- Record set -
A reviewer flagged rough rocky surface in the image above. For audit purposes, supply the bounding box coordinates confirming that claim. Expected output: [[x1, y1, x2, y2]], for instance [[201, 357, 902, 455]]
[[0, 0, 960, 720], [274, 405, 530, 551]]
==
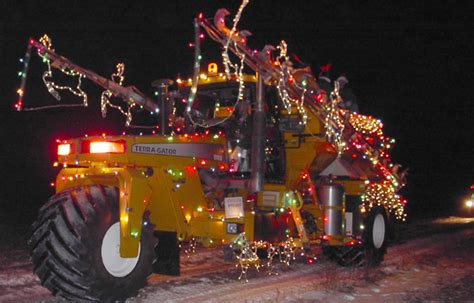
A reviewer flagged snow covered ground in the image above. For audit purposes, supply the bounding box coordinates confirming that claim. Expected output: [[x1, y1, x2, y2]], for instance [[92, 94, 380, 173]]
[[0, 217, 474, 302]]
--
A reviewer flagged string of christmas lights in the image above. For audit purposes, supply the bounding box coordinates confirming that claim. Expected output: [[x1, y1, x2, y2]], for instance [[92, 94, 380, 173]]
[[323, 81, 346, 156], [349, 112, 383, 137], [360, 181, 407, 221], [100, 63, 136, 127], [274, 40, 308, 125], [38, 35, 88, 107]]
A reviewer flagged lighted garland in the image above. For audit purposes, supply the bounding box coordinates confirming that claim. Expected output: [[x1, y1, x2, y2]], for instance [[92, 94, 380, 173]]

- Task goal -
Write out again only the part that opens with the line containing "A reviewer flagged snow" and closes with the line containing "[[0, 217, 474, 302]]", switching "snow covered ground" to "frozen lake surface" and keeping everything else the same.

- Full answer -
A reviewer flagged frozen lake surface in the image above. For audit purposes, supply the bounding box coordinates confirming that claim. Expected output: [[x1, y1, x2, y2]], for instance [[92, 94, 380, 173]]
[[0, 217, 474, 302]]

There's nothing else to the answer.